### Compiti richiesti
- A) Rispondi a queste domande sull'estratto sul nuovo DPCM:
(i) Quale città è indicata all'inizio della notizia?
(ii) Per quanto tempo si è fermato di nuovo il turismo, secondo l'estratto?
(iii) Di quale organizzazione è presidente la persona citata nel titolo?
- B) Traduci in inglese questa frase dell'estratto sul nuovo DPCM: "Ovviamente sono previste misure di sostegno a favore di queste categorie e guai se non fosse così!"

### Estratto
■ ■ ■ ■ ■

Il Presidente di Confprofessioni Umbria: “Ritengo che al posto di interventi economici spesso inefficaci o difficili da comprendere la nostra Italia ha bisogno di una programmazione efficace di lungo periodo per affrontare i prossimi anni, che sia in grado di garantire la ripresa, gli investimenti e lo sviluppo

GUBBIO – Il nuovo DPCM varato dal Governo, ritorna ad imporre chiusure sempre più severe per le attività il cui normale svolgimento è ritenuto indice di diffusione del contagio.

Turismo, commercio, ristorazione, cinema, teatri, mostre ed eventi hanno subito quindi un nuovo stop, per un altro mese e speriamo che sia solo per questo periodo, anche se al momento dubito che ci sia qualcuno che possa dirlo con certezza.

Per non pochi dei soggetti colpiti da queste restrizioni, l’imposizione di una nuova chiusura dopo quella della primavera scorsa, rischia di rappresentare il punto di non ritorno. Ovviamente sono previste misure di sostegno a favore di queste categorie e guai se non fosse così!

■ ■ ■ ■ ■

### Record forniti

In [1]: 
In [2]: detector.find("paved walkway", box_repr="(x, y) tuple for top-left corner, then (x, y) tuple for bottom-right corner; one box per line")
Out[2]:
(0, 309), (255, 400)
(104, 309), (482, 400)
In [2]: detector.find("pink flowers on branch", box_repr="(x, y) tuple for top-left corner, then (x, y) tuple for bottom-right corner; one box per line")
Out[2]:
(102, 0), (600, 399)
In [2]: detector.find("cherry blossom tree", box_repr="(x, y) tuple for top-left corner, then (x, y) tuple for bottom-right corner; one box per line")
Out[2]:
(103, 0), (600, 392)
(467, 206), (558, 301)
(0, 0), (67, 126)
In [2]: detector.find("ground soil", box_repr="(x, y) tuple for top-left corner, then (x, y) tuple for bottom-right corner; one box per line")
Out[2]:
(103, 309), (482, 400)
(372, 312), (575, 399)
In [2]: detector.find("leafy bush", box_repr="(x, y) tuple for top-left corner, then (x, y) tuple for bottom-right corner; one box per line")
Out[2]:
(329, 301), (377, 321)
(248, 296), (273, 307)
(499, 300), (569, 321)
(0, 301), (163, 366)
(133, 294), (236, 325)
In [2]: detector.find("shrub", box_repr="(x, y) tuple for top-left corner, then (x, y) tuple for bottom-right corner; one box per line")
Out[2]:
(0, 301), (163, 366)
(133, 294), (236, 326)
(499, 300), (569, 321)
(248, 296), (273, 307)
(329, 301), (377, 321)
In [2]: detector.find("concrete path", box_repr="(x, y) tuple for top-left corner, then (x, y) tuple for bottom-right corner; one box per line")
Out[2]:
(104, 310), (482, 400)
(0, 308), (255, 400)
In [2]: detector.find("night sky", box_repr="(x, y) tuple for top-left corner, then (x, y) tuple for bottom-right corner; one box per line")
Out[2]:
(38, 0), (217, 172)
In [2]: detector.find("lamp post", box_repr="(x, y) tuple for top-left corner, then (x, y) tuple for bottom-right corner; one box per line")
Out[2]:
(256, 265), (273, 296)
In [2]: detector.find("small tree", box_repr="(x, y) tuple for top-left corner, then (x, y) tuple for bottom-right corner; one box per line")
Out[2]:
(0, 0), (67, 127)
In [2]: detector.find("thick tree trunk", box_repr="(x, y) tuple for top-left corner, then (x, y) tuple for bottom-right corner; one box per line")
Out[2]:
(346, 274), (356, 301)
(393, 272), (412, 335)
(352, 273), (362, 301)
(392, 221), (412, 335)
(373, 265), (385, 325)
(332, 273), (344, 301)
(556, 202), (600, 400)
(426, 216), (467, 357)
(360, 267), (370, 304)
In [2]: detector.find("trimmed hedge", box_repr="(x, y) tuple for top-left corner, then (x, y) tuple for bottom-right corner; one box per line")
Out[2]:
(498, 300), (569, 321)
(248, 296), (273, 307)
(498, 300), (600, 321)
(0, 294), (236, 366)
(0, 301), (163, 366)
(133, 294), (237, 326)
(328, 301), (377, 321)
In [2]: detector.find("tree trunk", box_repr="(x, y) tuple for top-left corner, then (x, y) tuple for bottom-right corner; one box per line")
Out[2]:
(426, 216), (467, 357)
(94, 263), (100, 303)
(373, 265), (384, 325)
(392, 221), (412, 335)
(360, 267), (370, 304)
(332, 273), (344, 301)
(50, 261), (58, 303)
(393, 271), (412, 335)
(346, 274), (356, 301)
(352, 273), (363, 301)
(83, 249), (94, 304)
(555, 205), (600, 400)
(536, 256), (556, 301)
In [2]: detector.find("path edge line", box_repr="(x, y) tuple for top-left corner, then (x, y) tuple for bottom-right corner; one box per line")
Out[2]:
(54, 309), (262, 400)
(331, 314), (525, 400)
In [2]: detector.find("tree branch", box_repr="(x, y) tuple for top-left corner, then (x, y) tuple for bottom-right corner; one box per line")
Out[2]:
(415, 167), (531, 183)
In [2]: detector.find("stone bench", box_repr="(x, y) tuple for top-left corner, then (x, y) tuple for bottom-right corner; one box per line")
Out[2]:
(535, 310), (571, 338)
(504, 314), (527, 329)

■ ■ ■ ■ ■

### Risposte ai compiti
- A)
(i) Gubbio.
(ii) Per un altro mese.
(iii) Confprofessioni Umbria.

- B) Obviously, support measures are planned for these categories, and woe betide us if it were not so!